Exercise passage
At Bernal's memorial service, Zuckerman downplayed Bernal's part in the Normandy landings and said that he was not cleared for the highest levels of security. Given Bernal's Marxist and pro-Soviet sympathies, it is perhaps remarkable that there has never been any suggestion that he fed any information in that direction. However, Brown provides evidence of Bernal's contributions to the preparation and the success of the invasion.

After assisting in the preparations for D-Day with work on the structure of the proposed landing sites and the bocage countryside beyond, Bernal landed, according to C. P. Snow, at Normandy on the afternoon of D-Day+1 in the uniform of an Instructor-Lieutenant Royal Navy to record the effectiveness of the plans. He also assisted boats floundering on the rocks by using his knowledge of the area but said, "I committed the frightful solecism of not knowing which was port and which side was starboard".

===Application of Marxism to science===
Raised as a Catholic, Bernal became a socialist in Cambridge as a result of a long night arguing with a friend. He also became an atheist. According to one reviewer, "This conversion, as complete as St. Paul's on the road to Damascus, goes some way to account for, but not excuse, Bernal's blind allegiance for the rest of his life, to the Soviet Union". He joined the Communist Party of Great Britain (CPGB) in 1923. His membership evidently lapsed when he returned to Cambridge in 1927 and was not renewed until 1933, and he may have lost his card again shortly afterward.

Bernal became a prominent intellectual in political life, particularly in the 1930s. He attended the famous 1931 meeting on the history of science, where he met the Soviets Nikolai Bukharin, and Boris Hessen who gave an influential Marxist account of the work of Isaac Newton. That meeting fundamentally changed his world view and he maintained sympathy for the Soviet Union and Joseph Stalin. In 1939, Bernal published The Social Function of Science, probably the earliest text on the sociology of science.

After World War II, although Bernal had been involved in evaluating the effects of atomic attacks against the Soviet Union, he supported the World Congress of Intellectuals for Peace organised in Communist Poland in 1948. Afterwards, he wrote a letter to the New Statesman warning that the United States was preparing "a war for complete world domination". Consequently, when Bernal was invited to a world peace conference in New York in February 1949, his visa was refused. However, he was allowed into the French Fourth Republic in April for the World Congress of the Partisans of Peace, with Frédéric Joliot-Curie as president and Bernal as vice-president. The following year the organisation changed its name to the World Peace Council.

Instructions to follow
Rewrite the Bernal text from "Bernal became a prominent" up to and including "sociology of science.", changing "world view" to "outlook".

Information given
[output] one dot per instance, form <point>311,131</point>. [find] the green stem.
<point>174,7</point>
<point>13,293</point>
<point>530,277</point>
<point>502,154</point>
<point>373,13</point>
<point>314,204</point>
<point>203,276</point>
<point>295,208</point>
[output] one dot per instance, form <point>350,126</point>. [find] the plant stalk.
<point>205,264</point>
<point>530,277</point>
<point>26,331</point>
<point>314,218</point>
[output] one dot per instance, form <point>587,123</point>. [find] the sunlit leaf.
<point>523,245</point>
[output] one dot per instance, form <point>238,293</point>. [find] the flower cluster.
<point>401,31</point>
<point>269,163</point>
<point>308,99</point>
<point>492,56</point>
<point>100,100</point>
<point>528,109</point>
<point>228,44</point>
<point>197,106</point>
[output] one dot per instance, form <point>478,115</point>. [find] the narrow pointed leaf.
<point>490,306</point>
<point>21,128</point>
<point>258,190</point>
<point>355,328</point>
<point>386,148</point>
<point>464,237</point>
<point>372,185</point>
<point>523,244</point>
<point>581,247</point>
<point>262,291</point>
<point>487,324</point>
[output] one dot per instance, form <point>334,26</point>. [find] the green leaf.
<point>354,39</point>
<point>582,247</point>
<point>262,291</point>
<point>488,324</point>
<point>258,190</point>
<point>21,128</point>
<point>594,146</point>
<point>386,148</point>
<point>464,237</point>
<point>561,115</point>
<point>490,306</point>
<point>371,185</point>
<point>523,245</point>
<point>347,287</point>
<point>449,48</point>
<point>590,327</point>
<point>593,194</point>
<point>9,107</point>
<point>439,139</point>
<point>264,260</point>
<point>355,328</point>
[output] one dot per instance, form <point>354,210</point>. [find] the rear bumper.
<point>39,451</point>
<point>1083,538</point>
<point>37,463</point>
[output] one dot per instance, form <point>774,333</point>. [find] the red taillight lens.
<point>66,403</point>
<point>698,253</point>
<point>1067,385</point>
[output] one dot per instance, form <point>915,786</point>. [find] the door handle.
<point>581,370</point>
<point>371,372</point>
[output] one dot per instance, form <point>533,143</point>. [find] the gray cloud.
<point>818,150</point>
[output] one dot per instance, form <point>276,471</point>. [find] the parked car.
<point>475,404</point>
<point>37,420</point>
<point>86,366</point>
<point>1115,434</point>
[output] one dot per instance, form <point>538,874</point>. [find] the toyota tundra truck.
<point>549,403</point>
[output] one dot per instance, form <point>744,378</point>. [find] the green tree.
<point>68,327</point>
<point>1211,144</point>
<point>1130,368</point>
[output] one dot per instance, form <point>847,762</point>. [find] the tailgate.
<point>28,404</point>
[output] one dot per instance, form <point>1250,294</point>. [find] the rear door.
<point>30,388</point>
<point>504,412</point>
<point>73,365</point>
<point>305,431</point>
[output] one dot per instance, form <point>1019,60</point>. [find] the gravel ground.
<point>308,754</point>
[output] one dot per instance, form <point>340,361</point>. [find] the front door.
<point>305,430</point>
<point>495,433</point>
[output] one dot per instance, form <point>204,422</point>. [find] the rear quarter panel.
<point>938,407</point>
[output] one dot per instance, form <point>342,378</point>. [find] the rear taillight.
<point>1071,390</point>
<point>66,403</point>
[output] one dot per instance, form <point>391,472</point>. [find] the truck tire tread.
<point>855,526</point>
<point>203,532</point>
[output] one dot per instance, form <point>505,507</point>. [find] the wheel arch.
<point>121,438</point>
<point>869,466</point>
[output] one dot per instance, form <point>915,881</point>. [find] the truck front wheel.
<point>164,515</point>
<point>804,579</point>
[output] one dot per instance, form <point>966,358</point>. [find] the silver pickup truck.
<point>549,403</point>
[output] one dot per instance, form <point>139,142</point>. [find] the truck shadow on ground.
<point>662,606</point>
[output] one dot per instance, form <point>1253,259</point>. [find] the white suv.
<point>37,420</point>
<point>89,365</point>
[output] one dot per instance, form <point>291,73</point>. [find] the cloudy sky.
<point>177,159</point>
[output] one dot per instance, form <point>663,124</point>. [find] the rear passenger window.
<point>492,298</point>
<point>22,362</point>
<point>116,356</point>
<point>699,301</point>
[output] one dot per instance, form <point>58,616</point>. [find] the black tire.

Reply
Bernal became a prominent intellectual in political life, particularly in the 1930s. He attended the famous 1931 meeting on the history of science, where he met the Soviets Nikolai Bukharin, and Boris Hessen who gave an influential Marxist account of the work of Isaac Newton. That meeting fundamentally changed his outlook and he maintained sympathy for the Soviet Union and Joseph Stalin. In 1939, Bernal published The Social Function of Science, probably the earliest text on the sociology of science.